Substitute "harvester" for "tractor" in the stretch of lines from the one containing "Each instance receives one keypoint. Mark the corn" through the last line below, and return only that stretch with everything else unchanged.
----------
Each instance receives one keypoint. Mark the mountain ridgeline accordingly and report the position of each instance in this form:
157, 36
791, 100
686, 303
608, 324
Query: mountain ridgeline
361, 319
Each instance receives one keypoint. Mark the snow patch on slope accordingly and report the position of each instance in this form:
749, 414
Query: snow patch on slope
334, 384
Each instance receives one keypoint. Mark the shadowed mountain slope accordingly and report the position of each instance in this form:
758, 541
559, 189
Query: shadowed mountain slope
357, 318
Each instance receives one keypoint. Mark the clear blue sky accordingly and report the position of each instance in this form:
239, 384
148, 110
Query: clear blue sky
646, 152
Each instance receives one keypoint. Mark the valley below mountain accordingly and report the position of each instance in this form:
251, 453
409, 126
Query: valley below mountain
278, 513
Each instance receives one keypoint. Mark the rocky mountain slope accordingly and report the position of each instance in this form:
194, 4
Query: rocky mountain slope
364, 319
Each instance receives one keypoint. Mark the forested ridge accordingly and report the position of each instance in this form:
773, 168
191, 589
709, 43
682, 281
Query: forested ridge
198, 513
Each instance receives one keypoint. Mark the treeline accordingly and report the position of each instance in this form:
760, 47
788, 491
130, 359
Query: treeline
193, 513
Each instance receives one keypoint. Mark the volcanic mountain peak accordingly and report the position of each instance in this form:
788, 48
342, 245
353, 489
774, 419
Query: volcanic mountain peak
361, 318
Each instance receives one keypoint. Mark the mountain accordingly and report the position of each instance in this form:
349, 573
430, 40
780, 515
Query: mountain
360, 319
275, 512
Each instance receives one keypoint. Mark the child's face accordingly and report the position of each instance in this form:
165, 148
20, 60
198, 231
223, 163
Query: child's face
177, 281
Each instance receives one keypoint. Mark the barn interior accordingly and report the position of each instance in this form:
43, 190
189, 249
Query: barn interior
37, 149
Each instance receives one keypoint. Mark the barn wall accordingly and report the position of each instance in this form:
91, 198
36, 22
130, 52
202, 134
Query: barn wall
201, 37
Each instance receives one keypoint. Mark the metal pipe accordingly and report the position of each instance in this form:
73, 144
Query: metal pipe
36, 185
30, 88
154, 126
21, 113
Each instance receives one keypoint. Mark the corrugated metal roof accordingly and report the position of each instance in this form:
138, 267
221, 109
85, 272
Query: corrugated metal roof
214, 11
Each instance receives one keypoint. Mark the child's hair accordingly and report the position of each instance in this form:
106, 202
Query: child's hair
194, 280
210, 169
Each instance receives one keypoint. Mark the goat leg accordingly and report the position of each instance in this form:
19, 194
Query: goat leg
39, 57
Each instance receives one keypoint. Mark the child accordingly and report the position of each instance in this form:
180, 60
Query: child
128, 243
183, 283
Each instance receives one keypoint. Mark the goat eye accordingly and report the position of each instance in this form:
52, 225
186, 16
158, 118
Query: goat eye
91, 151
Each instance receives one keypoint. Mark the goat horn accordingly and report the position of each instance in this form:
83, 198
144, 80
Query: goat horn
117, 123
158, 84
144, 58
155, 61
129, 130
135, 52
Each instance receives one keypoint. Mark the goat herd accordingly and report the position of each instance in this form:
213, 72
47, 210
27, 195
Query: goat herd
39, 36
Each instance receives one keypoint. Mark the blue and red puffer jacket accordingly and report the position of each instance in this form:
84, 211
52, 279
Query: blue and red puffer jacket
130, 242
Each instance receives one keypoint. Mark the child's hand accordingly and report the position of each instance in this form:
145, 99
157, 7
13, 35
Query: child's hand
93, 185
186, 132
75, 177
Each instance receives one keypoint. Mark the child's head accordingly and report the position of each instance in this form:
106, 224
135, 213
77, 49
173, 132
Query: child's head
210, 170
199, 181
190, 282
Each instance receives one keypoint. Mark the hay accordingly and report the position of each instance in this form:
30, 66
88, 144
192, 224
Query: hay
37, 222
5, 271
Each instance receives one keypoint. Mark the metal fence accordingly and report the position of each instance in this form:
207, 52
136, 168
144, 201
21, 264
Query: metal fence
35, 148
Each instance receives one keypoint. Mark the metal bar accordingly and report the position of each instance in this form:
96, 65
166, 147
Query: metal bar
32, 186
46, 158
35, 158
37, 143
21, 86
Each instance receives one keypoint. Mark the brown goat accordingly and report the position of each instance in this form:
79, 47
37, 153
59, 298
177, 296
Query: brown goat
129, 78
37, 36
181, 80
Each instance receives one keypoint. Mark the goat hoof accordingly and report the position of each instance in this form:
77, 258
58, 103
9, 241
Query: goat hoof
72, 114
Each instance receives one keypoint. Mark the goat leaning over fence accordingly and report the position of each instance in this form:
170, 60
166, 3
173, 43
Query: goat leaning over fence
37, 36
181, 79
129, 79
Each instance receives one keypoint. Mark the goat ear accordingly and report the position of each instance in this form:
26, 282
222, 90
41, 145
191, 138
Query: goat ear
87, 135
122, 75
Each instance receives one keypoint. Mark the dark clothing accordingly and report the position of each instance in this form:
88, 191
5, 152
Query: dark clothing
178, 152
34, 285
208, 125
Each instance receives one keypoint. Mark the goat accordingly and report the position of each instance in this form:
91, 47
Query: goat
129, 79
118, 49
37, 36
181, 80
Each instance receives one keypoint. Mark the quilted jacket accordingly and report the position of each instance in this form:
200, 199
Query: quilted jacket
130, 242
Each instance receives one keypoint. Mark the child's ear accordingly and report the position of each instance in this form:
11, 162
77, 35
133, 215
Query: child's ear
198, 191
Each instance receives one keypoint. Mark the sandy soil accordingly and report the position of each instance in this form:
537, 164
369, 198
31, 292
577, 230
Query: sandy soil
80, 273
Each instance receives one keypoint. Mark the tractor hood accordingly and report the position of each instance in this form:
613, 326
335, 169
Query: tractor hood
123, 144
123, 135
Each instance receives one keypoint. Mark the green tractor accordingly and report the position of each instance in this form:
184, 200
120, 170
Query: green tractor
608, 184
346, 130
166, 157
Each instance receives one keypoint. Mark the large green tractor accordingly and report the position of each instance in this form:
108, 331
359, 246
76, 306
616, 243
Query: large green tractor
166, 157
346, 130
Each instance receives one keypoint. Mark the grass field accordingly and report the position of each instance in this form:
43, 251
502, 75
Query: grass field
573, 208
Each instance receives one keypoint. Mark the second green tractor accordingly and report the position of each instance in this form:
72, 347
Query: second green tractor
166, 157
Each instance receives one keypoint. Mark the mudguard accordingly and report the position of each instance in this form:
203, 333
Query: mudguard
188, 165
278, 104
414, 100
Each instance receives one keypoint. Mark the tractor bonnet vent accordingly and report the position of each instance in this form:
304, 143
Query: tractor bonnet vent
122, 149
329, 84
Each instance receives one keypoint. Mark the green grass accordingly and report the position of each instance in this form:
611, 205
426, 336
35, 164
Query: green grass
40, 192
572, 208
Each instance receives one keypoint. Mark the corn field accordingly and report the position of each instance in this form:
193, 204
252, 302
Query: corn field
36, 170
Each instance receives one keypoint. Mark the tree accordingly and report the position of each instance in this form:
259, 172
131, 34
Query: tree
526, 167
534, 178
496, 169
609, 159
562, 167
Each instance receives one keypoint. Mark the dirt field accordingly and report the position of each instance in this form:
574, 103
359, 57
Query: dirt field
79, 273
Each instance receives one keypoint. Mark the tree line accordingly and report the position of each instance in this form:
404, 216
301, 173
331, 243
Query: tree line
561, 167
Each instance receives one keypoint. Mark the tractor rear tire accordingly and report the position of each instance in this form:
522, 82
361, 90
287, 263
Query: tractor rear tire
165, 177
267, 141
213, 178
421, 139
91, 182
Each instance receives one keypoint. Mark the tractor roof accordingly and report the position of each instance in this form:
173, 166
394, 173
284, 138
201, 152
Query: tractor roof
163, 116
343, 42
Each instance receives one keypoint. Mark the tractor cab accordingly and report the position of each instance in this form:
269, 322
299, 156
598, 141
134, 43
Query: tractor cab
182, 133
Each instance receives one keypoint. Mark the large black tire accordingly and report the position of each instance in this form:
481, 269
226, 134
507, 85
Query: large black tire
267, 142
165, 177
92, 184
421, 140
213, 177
----------
- SOLVED EXERCISE -
Each instance receives one keypoint. Mark the corn field accordingly and report the position of each instance in this form:
193, 204
252, 302
Query: corn field
36, 170
Each instance receives one keypoint. Mark the tree accordingly and report the position of each instance in this form:
259, 172
131, 34
Query: tree
526, 167
534, 178
496, 169
609, 159
562, 167
Each instance receives one keypoint. Mark the dirt field accordingly and report the position of each instance in this form:
574, 103
359, 57
Query: dirt field
79, 273
Each instance receives one keypoint. Mark the tree line accordingly and report the position of each instance in this form:
404, 216
301, 173
331, 243
Query: tree line
561, 167
Each instance receives one keypoint. Mark the harvester rear tire accordingly and report the position of each instance in this form:
522, 82
361, 90
287, 263
Query: harvester rear tire
165, 177
267, 141
213, 178
421, 139
91, 182
Each instance receives one keypoint. Mark the harvester roof accordingly and report the position of each instance in this form:
173, 166
394, 173
284, 138
201, 152
Query: harvester roof
163, 116
343, 42
Each instance receives one keypoint. Mark the harvester cab accordingly and report the position of each instance in this form:
269, 322
299, 156
598, 141
134, 43
Query: harvester cab
182, 133
Each instance receives one keypoint. Mark the large black tire accordingly and report the position of each instance in this form:
481, 269
226, 134
507, 85
Query: large black tire
267, 142
165, 177
92, 184
421, 140
213, 177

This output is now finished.